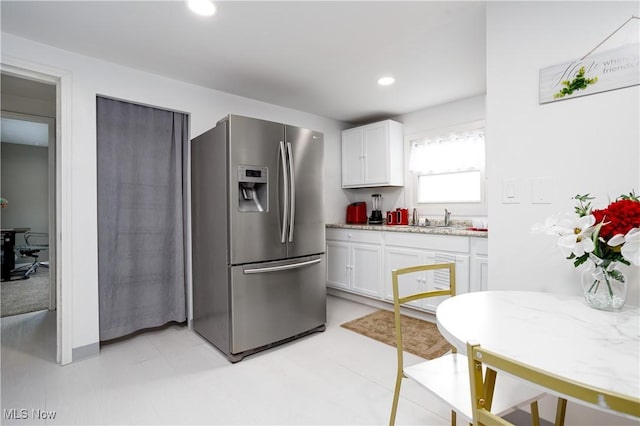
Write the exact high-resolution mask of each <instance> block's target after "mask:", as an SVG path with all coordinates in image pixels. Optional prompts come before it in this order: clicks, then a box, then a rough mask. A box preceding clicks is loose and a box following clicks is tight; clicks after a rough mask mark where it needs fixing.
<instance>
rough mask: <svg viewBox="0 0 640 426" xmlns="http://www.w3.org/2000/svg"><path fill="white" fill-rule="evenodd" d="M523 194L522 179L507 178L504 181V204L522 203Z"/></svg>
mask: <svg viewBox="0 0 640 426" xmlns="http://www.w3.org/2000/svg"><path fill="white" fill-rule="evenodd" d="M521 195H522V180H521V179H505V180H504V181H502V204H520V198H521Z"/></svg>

--

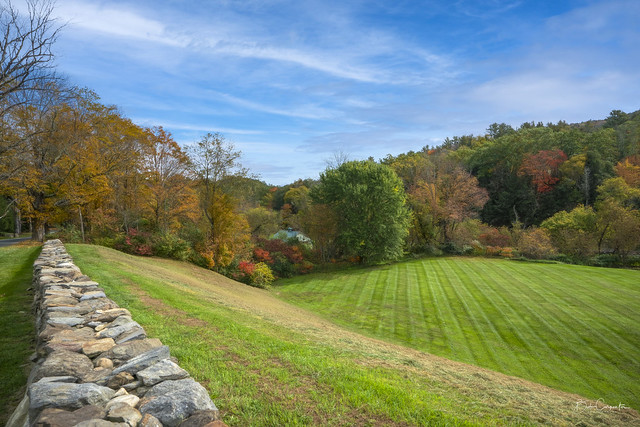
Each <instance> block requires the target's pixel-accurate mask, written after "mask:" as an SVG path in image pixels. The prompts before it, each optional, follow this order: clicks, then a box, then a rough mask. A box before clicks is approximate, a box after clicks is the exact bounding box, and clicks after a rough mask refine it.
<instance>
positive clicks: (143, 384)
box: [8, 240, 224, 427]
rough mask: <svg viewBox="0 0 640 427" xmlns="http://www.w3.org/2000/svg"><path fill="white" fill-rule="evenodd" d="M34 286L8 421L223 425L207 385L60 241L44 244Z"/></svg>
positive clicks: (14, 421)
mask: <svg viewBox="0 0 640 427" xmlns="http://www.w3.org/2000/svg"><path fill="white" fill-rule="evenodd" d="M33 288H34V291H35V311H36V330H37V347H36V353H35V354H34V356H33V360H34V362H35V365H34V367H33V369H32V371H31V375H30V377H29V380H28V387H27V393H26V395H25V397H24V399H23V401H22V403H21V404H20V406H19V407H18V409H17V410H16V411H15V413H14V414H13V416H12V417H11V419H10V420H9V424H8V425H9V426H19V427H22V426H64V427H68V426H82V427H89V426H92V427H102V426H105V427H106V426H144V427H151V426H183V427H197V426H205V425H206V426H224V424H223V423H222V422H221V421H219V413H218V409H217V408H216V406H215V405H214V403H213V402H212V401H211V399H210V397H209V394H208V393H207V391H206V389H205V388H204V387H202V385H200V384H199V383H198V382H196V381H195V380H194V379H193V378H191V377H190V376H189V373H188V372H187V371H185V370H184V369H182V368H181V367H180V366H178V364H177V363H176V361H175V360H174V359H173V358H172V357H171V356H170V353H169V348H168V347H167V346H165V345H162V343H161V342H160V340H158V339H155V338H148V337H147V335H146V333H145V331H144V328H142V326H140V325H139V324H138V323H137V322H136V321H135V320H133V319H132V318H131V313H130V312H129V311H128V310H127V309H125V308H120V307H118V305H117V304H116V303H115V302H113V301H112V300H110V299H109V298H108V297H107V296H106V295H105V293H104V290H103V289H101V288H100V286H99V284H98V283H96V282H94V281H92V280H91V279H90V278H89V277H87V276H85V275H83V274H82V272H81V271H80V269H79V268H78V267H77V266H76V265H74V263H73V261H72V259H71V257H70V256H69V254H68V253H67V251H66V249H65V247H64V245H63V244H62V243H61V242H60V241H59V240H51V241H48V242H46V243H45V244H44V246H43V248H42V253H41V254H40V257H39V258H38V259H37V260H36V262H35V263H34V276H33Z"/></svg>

• _Your assignment_
Would you please write out, exactly and with no other lines, the stretch of the listing above from the line containing "box: [8, 240, 224, 427]" through the line containing "286L8 421L223 425L207"?

• _Exercise result_
box: [8, 240, 224, 427]
rough mask: <svg viewBox="0 0 640 427" xmlns="http://www.w3.org/2000/svg"><path fill="white" fill-rule="evenodd" d="M34 286L8 421L223 425L207 385L60 241L44 244Z"/></svg>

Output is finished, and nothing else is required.